## Problem description
Print, exactly as written, the line containing "Locate every instance of the woman's leg" and every line after it, ending with the final line of the data below.

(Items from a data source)
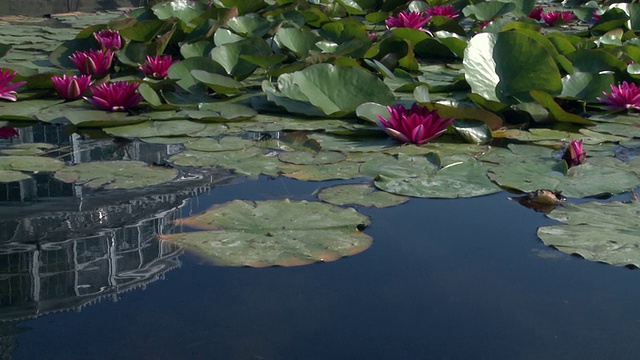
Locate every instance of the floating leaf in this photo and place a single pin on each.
(597, 231)
(275, 233)
(116, 174)
(360, 194)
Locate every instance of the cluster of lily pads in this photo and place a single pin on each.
(476, 97)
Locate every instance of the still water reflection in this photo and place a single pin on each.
(444, 279)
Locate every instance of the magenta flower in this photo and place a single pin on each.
(7, 89)
(553, 17)
(92, 62)
(536, 13)
(417, 125)
(623, 96)
(7, 132)
(574, 155)
(413, 20)
(71, 87)
(157, 66)
(448, 11)
(116, 96)
(109, 39)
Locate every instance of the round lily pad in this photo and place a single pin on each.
(597, 231)
(311, 158)
(275, 233)
(360, 194)
(30, 163)
(116, 174)
(7, 176)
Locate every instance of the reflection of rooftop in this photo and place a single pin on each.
(63, 246)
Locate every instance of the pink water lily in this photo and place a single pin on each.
(71, 87)
(109, 39)
(7, 132)
(574, 155)
(116, 96)
(7, 89)
(92, 62)
(552, 17)
(416, 125)
(447, 11)
(405, 19)
(157, 66)
(623, 96)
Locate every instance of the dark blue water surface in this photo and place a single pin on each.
(444, 279)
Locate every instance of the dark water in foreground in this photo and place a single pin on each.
(444, 279)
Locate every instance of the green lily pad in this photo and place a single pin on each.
(341, 170)
(597, 231)
(224, 144)
(360, 194)
(156, 128)
(116, 174)
(311, 158)
(594, 177)
(30, 163)
(275, 233)
(465, 178)
(7, 176)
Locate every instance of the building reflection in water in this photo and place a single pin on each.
(63, 247)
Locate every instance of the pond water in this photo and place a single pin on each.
(83, 276)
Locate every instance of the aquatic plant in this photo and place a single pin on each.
(622, 96)
(552, 17)
(7, 132)
(116, 96)
(109, 39)
(416, 125)
(92, 62)
(406, 19)
(536, 13)
(446, 11)
(7, 89)
(71, 87)
(157, 66)
(574, 155)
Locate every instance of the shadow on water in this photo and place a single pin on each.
(444, 279)
(43, 7)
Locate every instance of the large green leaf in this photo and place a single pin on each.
(594, 177)
(492, 70)
(597, 231)
(337, 90)
(270, 233)
(116, 174)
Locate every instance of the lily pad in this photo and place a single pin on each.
(275, 233)
(594, 177)
(597, 231)
(360, 194)
(459, 179)
(116, 174)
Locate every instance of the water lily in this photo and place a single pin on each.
(157, 66)
(109, 39)
(552, 17)
(536, 13)
(71, 87)
(574, 155)
(7, 132)
(7, 89)
(92, 62)
(413, 20)
(416, 125)
(116, 96)
(447, 11)
(623, 96)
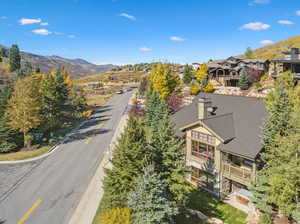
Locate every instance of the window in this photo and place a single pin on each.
(203, 178)
(203, 137)
(202, 150)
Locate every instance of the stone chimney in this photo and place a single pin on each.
(204, 107)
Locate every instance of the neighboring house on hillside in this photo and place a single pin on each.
(222, 142)
(227, 72)
(291, 62)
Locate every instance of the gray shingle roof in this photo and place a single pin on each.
(244, 124)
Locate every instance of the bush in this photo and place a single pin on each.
(87, 113)
(116, 216)
(195, 89)
(209, 88)
(256, 85)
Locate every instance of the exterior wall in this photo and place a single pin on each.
(218, 168)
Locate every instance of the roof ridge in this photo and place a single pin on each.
(220, 115)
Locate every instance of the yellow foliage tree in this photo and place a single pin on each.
(202, 73)
(69, 81)
(116, 216)
(163, 80)
(24, 107)
(209, 88)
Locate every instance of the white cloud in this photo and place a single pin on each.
(285, 22)
(261, 1)
(266, 42)
(42, 32)
(127, 16)
(178, 39)
(256, 26)
(145, 49)
(25, 21)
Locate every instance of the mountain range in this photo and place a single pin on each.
(77, 67)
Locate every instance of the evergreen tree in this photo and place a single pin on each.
(24, 108)
(249, 53)
(150, 200)
(7, 137)
(187, 74)
(243, 81)
(129, 158)
(54, 97)
(14, 58)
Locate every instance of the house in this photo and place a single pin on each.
(222, 142)
(227, 72)
(291, 62)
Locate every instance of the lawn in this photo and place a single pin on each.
(22, 155)
(212, 206)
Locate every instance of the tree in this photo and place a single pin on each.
(278, 182)
(169, 156)
(249, 53)
(187, 74)
(7, 137)
(202, 75)
(24, 108)
(130, 155)
(116, 216)
(243, 81)
(14, 58)
(163, 80)
(150, 200)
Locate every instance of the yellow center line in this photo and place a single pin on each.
(29, 212)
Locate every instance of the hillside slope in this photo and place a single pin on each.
(274, 51)
(77, 67)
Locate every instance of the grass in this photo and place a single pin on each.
(22, 155)
(212, 206)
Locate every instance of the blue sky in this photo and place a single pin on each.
(130, 31)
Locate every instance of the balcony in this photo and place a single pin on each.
(238, 174)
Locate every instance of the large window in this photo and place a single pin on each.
(203, 137)
(202, 150)
(202, 178)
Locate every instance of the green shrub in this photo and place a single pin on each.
(116, 216)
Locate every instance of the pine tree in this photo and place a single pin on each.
(249, 53)
(243, 81)
(187, 74)
(150, 200)
(23, 111)
(168, 154)
(54, 97)
(129, 158)
(14, 58)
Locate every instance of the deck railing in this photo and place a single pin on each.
(238, 174)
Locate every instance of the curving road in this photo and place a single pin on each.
(47, 191)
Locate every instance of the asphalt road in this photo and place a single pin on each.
(48, 191)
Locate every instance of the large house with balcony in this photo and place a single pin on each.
(227, 72)
(291, 62)
(222, 142)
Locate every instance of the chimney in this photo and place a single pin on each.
(203, 107)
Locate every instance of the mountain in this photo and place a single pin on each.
(274, 51)
(77, 67)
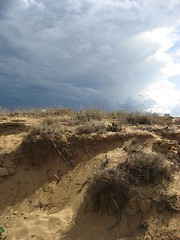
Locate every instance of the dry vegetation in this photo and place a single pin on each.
(133, 183)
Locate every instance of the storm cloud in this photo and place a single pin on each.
(82, 53)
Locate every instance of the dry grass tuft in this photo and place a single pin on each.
(91, 127)
(44, 141)
(136, 118)
(86, 115)
(142, 168)
(4, 111)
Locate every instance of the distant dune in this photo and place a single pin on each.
(89, 175)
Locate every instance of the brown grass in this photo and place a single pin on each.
(136, 118)
(86, 115)
(91, 127)
(142, 168)
(44, 141)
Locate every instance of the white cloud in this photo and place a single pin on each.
(165, 95)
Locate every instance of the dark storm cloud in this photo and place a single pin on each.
(80, 52)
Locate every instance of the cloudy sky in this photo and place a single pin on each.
(116, 53)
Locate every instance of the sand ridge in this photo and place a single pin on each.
(46, 201)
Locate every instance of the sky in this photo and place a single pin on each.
(119, 54)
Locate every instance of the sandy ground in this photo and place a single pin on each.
(36, 202)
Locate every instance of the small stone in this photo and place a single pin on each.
(11, 171)
(145, 205)
(3, 172)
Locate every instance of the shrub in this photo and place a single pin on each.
(43, 141)
(91, 127)
(86, 115)
(143, 168)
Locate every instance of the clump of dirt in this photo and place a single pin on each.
(108, 192)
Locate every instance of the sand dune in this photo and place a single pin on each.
(44, 186)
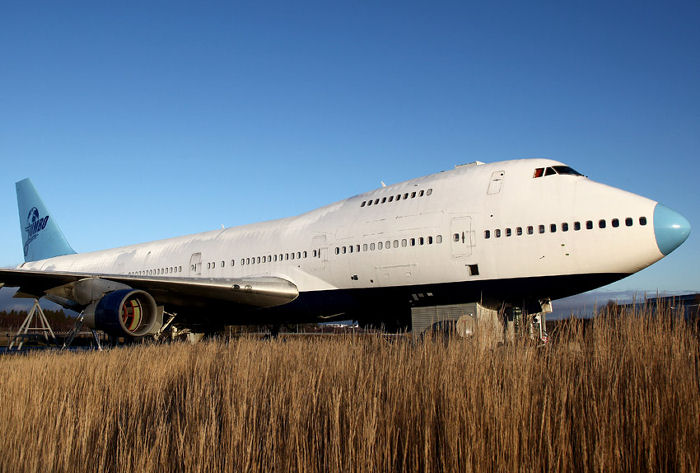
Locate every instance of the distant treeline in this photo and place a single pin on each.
(58, 320)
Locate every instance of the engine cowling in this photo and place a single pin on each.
(124, 313)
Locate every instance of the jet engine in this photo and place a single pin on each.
(124, 313)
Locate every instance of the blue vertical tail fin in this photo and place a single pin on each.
(41, 236)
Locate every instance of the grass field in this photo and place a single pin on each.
(621, 395)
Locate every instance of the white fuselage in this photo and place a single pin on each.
(482, 222)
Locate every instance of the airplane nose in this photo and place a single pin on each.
(670, 228)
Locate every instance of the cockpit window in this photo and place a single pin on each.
(566, 170)
(550, 171)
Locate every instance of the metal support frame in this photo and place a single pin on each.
(76, 329)
(28, 331)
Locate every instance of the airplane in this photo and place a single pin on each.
(516, 233)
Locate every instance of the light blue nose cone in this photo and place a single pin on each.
(670, 228)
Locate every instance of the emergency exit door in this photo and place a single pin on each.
(461, 236)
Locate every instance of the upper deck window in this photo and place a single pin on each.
(550, 171)
(566, 170)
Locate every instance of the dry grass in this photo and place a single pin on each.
(623, 395)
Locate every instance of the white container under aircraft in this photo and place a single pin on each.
(511, 233)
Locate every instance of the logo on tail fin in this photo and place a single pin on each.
(35, 224)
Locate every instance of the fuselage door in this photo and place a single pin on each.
(461, 236)
(496, 182)
(319, 253)
(196, 264)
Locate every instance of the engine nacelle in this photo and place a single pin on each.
(124, 313)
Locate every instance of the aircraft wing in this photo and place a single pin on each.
(254, 292)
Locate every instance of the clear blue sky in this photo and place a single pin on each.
(143, 120)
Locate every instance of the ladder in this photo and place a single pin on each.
(29, 331)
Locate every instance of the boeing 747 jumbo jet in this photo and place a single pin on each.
(511, 233)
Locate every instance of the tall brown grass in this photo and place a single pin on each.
(621, 395)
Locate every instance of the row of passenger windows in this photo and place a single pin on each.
(279, 257)
(385, 245)
(564, 227)
(157, 271)
(269, 258)
(397, 197)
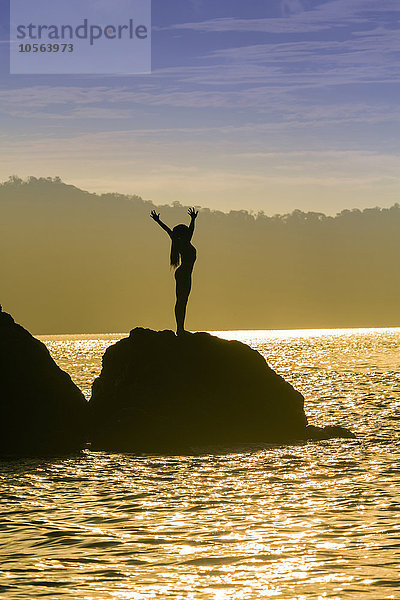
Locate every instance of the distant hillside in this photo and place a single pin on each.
(72, 261)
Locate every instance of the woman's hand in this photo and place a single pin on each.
(193, 213)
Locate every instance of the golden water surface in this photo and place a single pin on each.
(305, 521)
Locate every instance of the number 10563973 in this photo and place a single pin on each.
(46, 48)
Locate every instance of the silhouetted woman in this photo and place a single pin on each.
(184, 253)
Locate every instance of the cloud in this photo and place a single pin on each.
(320, 17)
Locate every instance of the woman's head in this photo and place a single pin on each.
(180, 235)
(180, 232)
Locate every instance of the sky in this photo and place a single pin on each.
(269, 105)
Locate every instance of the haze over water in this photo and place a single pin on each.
(305, 521)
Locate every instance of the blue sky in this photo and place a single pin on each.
(259, 104)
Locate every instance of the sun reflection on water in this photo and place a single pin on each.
(304, 522)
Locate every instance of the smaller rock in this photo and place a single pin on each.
(41, 410)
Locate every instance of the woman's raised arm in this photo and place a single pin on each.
(156, 217)
(193, 215)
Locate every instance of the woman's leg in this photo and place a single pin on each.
(183, 286)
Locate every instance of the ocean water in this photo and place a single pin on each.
(306, 521)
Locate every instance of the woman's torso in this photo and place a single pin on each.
(188, 256)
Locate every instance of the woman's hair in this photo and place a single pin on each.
(180, 235)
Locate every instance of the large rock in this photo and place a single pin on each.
(41, 410)
(158, 392)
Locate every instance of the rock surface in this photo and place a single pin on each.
(41, 410)
(157, 391)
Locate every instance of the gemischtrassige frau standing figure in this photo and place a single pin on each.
(183, 257)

## Answer to this exercise
Locate every instance of the woman's leg in this photo and place a single pin on each.
(183, 286)
Locate every instance of the ocean water in this photo and place a single pin on each.
(306, 521)
Locate every instance of the woman's torso in this photo and place a single pin on each.
(188, 256)
Locate every instance of the woman's hair in this photo and place a single pin on each.
(180, 235)
Locate every instance of the large rock in this photo and place a single pin on each.
(41, 410)
(158, 392)
Locate every instance of the rock surface in this photo and place a single pin on each.
(41, 410)
(157, 391)
Locate every instance of the gemischtrassige frau standing figure in this photo and place a single pin on each.
(183, 257)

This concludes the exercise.